Revirement de jurisprudence sur l’application de l’article 528-1 du Code de procédure civile au recours en révision

Revirement de jurisprudence sur l’application de l’article 528-1 du Code de procédure civile au recours en révision

Cass. civ. 2e, 23 mars 2023, n°21-18.252

 

Ce qu’il faut retenir :

La Cour de cassation opère par le présent arrêt un revirement de jurisprudence en retenant, désormais, que l’article 528-1 du Code de procédure civile ne s’applique pas au recours en révision. L’irrecevabilité d’un recours en révision ne peut dès lors être prononcée sur le fondement de ce texte car le délai d’un tel recours, qui est de deux mois, ne court qu’à compter du jour où la partie a eu connaissance de la cause de révision qu’elle invoque.

 

Pour approfondir :

L’article 528-1 du Code de procédure civile dispose que si un jugement n’a pas été notifié dans le délai de deux ans de son prononcé, et que ce délai a expiré, la personne ayant comparu n’est plus recevable à exercer un recours à titre principal.

Auparavant, la jurisprudence retenait que cette disposition s’appliquait tant aux voies de recours ordinaires qu’extraordinaires. Une partie ayant comparu ne pouvait donc être déclarée recevable à former un recours en révision contre un jugement non-notifié dans les deux ans de son prononcé une fois ce délai expiré (Cass. civ. 2, 7 juillet 2005, n°03-15.662 ; Cass. civ. 2, 17 mai 2018, n°16-28.742).

Le présent arrêt en date du 23 mars 2023 témoigne d’une révision de cette précédente ligne jurisprudentielle.

En l’espèce, un litige entre le propriétaire d’une maison, la société constructrice ainsi que l’architecte avait donné lieu de multiples décisions, dont un arrêt rendu le 9 octobre 2017 par une cour d’appel.

◆ Énoncé du problème
Reformulez plus brièvement le paragraphe du texte fourni qui commence par « Auparavant, la jurisprudence retenait », sans en perdre les faits principaux.

◆ Entrées enregistrées
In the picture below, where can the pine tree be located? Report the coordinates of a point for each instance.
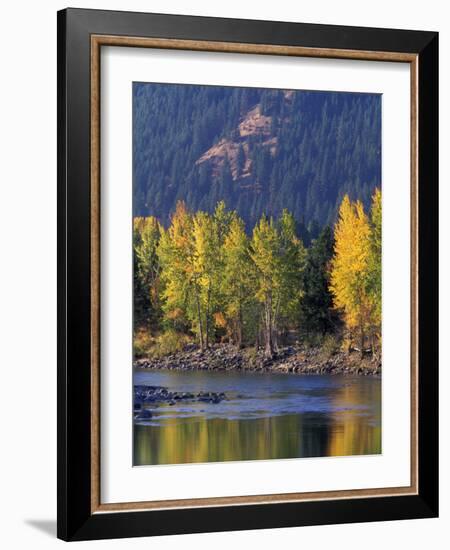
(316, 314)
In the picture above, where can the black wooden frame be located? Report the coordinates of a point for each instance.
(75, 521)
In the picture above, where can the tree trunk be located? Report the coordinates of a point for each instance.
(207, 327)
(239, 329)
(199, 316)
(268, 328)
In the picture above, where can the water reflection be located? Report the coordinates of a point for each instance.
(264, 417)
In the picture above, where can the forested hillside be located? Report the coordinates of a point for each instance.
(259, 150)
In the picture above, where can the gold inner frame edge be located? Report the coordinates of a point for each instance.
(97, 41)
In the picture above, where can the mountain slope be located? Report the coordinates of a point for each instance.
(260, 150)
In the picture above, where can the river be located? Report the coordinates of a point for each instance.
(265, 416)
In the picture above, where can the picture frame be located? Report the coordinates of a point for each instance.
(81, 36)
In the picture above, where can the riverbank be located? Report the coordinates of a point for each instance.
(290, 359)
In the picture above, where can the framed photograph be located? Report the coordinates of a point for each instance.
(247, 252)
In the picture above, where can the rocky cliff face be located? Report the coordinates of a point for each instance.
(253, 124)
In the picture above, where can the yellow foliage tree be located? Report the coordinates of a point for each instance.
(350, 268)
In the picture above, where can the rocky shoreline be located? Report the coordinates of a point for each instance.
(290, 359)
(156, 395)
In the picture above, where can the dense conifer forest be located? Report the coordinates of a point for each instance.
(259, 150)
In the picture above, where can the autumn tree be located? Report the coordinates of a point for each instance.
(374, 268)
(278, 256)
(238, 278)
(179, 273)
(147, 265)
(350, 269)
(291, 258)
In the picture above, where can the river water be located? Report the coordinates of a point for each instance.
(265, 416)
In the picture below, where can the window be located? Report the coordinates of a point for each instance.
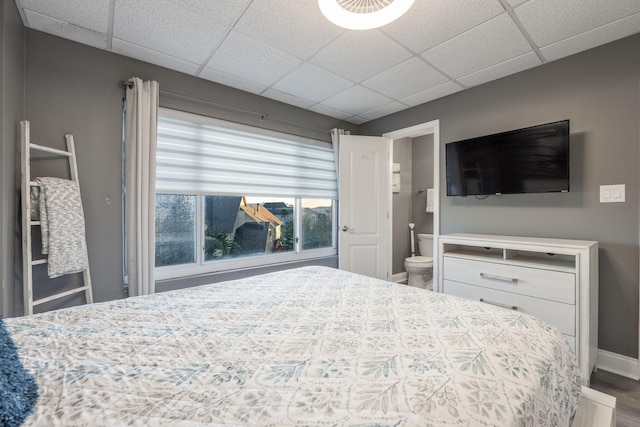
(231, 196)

◆ Réponse rédigée
L'ancienne jurisprudence appliquait l'article 528-1 du Code de procédure civile aux voies de recours ordinaires comme extraordinaires. Une partie ayant comparu ne pouvait donc plus former de recours en révision contre un jugement non notifié dans les deux ans de son prononcé, une fois ce délai expiré (Cass. civ. 2, 7 juillet 2005, n°03-15.662 ; Cass. civ. 2, 17 mai 2018, n°16-28.742).